# START OF Supplied passage

Osita Iheme, MFR (born 20 February 1982) is a Nigerian actor, Producer and author. He is widely known for playing the role of Pawpaw in the film Aki na Ukwa alongside Chinedu Ikedieze. Osita Iheme is the founder of Inspired Movement Africa which he founded to inspire, motivate and stimulate the minds of young Nigerians and Africans. In 2007, Iheme received the Lifetime Achievement Award at the African Movie Academy Awards. He is considered to be one of Nigeria's most famous actors. In 2011, Osita Iheme was honored as a Member of the Order of the Federal Republic (MFR) by President Goodluck Jonathan. He has an estimated net worth of 560 million naira.

Early life
Osita Iheme was born into a family of five with his siblings and parents all being taller than him, his father being Mr Herbert Iheme and mother being Mrs Augustina Iheme.  Born on February 20, 1982, Iheme hails from Mbaitoli, Imo State, Nigeria. He grew up in Abia State and has an MBA degree from Institute of Management and Technology, Enugu (IMT). After completing his studies at IMT, he initially wanted to become a lawyer, but pursued his career in film acting in 1998 and initially featured in small roles.

Career 

In his career, Osita Iheme was often typecast in the role of a child, a pattern that followed him well into adulthood. In 2002, he rose to fame when he starred together with Chinedu Ikedieze in the comedy film Aki na Ukwa in which he played the role of Pawpaw. In this role, Osita Iheme played a mischievous child.

He is the New Generation Ambassador for Rotary International District 9110 and the author of the book INSPIRED 101. Osita Iheme has starred in over a hundred movies. Like his on-screen partner Chinedu Ikedieze, Iheme has a small physique, making him different from other actors in the Nigerian movie industry.

# END OF Supplied passage

» Things to do:
1. Switch "mischievous" to "playful" in the Osita Iheme text, beginning at the words "In his career, Osita" and stopping after "a mischievous child.", and give that part again.
2. Resume the text about Osita Iheme from its last sentence, writing on in the same style.
The material that comes next is separate from the Osita Iheme text.

# START OF Supplied material

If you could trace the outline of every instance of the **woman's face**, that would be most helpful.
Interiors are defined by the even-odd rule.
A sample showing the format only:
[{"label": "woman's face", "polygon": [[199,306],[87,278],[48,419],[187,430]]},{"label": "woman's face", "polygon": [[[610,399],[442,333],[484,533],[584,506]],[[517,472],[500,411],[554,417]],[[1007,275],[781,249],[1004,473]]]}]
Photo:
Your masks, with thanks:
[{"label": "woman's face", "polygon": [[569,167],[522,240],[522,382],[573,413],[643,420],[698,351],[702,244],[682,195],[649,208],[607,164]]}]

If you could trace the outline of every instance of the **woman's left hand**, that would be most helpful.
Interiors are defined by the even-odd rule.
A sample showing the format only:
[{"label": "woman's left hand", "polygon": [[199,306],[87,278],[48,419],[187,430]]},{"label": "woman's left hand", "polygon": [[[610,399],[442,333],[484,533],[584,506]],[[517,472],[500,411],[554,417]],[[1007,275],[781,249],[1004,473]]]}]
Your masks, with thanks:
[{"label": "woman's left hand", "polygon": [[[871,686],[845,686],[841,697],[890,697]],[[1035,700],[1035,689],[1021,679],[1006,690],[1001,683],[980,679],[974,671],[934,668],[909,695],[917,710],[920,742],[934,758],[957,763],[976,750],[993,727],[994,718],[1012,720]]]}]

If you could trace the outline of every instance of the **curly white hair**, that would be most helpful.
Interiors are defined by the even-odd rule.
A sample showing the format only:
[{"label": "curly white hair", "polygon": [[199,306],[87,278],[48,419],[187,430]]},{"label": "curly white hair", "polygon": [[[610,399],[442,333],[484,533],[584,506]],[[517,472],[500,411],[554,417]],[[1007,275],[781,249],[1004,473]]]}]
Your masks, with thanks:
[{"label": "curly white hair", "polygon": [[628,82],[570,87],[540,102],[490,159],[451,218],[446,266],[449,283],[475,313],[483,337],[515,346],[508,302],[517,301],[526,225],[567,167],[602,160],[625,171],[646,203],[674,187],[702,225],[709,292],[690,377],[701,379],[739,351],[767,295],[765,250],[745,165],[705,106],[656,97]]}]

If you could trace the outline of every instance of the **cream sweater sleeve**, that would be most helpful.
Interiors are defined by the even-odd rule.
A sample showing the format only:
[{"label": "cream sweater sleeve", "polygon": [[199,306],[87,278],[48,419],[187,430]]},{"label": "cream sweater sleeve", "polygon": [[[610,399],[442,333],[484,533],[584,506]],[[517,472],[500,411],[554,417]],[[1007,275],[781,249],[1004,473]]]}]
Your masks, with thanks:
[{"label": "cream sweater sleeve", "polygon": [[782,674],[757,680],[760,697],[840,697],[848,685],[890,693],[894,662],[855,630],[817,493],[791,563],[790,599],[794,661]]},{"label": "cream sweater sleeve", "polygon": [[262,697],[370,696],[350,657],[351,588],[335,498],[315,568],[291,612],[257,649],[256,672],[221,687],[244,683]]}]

# END OF Supplied material

» Expected results:
1.
In his career, Osita Iheme was often typecast in the role of a child, a pattern that followed him well into adulthood. In 2002, he rose to fame when he starred together with Chinedu Ikedieze in the comedy film Aki na Ukwa in which he played the role of Pawpaw. In this role, Osita Iheme played a playful child.

2.
He has evolved in his career from a comedic actor to a multifaceted established actor.

Both Chinedu and Osita have been maintaining onscreen and offscreen chemistry which is widely praised by the Nollywood fraternity.

He revealed in 2018, however, that he had desires and hopes to become a politician in the near future.

Honor 
To reward his contribution towards comedy genre movies Nigerian Film Industry, in 2011 he was awarded the Nigerian National Honor of Member of the Order of the Federal Republic (MFR) by President Goodluck Jonathan.  In 2007 he was given the lifetime Achievement award by AMAA (African movie Academy Awards).

Influence 
Osita Iheme's performance alongside fellow little person actor Chinedu Ikedieze in the 2002 film Aki na Ukwa is still widely spoken about and the duo, especially Osita's character, on-screen trending through memes since 2019 on Twitter and other social media platforms. This eventually earned him a global fanbase.

Filmography 

 Welcome To Africa (2023)
 Aki and Pawpaw (2022)
 Christmas in Miami (2021)
 Games men play 5: Computer Games is our Game (2018)
 Ada My Love (2018)
 The Self-Destruction of Little Mark (2017)
 Double Mama (2015)
 Mirror Boy (2010)
 Markus D Millionaire (2008)
 Stubborn Flies (2007)
 Boys from Holland (2006)
 Brain Box (2006)
 Criminal Law (2006)
 Jadon (2006)
 Last Challenge (2006)
 Remote Control (2006)
 Royal Messengers (2006)
 Winning Your Love (2006) 
 Colours of Emotion (2005)* Final World Cup (2005)
 Holy Diamond (2005)
 I Think Twice (2005)
 My Business (2005)
 The Last Orphan 
 Reggae Boys (2005)
 Secret Adventure (2005)
 Spoiler (2005)
 Village Boys (2005)
 American Husband (2004)
 Big Daddies (2004)
 Columbia Connection (2004)
 Daddy Must Obey (2004)
 Mr.Ibu (2004)
  Baby Police 2 (2004)
 John and Johnny Just Come (2003)
 Green Snake (2003)
 2 Rats (2003)
 Aki na ukwa (2003)
 I'm in Love (2003)
 Baby Police (2003)
 Back from America 2 (2003)
 Charge & Bail (2003)
 Tell Them (2003)
 Oke Belgium (2003)
 Good Mother (2003)
 Informant (2003)
 Johnny Just Come (2003)
 Nicodemus (2003)
 Nwa Teacher (2003)
 Twin Brothers (2003)
 Aka Gum (2002)
 Okwu na uka (2002)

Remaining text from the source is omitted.